### GIVEN EXERCISE
Starting with the line that contains "(format x=109, y=95)" and continuing through the end of the listing, switch "airplane" to "jet" and write those lines out again with nothing else altered.

### DATA ROWS
★ ★ ★ ★ ★ ★ ★

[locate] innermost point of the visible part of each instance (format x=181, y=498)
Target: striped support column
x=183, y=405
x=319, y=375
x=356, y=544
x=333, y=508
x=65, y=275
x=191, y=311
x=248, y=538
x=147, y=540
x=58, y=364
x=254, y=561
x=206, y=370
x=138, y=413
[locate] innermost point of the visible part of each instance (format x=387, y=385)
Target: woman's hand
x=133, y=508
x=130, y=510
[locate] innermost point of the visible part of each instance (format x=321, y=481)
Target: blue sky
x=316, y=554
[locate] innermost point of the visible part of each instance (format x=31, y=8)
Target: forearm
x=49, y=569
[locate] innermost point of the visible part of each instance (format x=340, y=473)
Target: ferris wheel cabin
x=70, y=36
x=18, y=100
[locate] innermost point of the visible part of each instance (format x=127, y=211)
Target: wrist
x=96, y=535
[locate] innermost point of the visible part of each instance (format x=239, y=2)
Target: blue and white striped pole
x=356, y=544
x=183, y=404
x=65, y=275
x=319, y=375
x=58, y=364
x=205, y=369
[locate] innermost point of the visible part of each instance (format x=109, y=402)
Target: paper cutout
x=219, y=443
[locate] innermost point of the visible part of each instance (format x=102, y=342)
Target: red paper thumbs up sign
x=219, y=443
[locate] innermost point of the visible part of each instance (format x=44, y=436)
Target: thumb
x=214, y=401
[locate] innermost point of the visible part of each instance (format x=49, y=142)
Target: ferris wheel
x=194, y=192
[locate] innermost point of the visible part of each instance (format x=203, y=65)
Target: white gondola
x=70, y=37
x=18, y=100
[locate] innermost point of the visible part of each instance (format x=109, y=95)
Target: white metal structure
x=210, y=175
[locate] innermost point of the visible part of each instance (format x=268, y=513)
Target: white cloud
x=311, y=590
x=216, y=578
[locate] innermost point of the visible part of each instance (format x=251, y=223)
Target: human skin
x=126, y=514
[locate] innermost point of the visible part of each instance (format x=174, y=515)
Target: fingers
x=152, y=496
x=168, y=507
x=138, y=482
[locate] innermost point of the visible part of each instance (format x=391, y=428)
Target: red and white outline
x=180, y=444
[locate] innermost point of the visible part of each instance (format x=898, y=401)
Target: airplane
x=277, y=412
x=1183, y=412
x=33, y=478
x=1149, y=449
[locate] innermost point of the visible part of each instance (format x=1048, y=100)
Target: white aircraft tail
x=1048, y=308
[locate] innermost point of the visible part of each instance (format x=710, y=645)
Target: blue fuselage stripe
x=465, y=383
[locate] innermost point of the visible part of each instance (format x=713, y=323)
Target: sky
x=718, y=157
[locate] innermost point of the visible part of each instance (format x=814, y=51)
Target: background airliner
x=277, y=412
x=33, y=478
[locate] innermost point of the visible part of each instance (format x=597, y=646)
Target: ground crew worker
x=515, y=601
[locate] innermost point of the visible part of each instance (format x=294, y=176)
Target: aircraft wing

★ ★ ★ ★ ★ ★ ★

### RESPONSE FOR THIS EXERCISE
[locate] innermost point of the visible part of each instance (format x=109, y=95)
Target: white metal structure
x=210, y=175
[locate] innermost point of the visible part of each instance (format x=268, y=513)
Target: white cloud
x=311, y=590
x=216, y=578
[locate] innermost point of the visible part of each instance (format x=251, y=223)
Target: human skin
x=126, y=514
[locate] innermost point of the visible part of each instance (format x=174, y=515)
Target: fingers
x=152, y=496
x=168, y=507
x=138, y=482
[locate] innermost point of the visible part of each instance (format x=391, y=428)
Target: red and white outline
x=180, y=444
[locate] innermost point of the visible part of each instance (format x=898, y=401)
Target: jet
x=277, y=412
x=1183, y=412
x=33, y=478
x=1149, y=449
[locate] innermost point of the visible part of each instance (format x=1048, y=100)
Target: white aircraft tail
x=1048, y=308
[locate] innermost point of the visible part of each instance (format x=710, y=645)
Target: blue fuselage stripe
x=465, y=383
[locate] innermost point of the visible part of each instance (format x=713, y=323)
Target: sky
x=718, y=157
[locate] innermost point of the visible part of each instance (format x=814, y=51)
Target: background airliner
x=277, y=412
x=33, y=478
[locate] innermost point of the visible part of each instance (format x=597, y=646)
Target: ground crew worker
x=515, y=601
[locate] innermost point of the visible part of each instance (format x=294, y=176)
Target: aircraft wing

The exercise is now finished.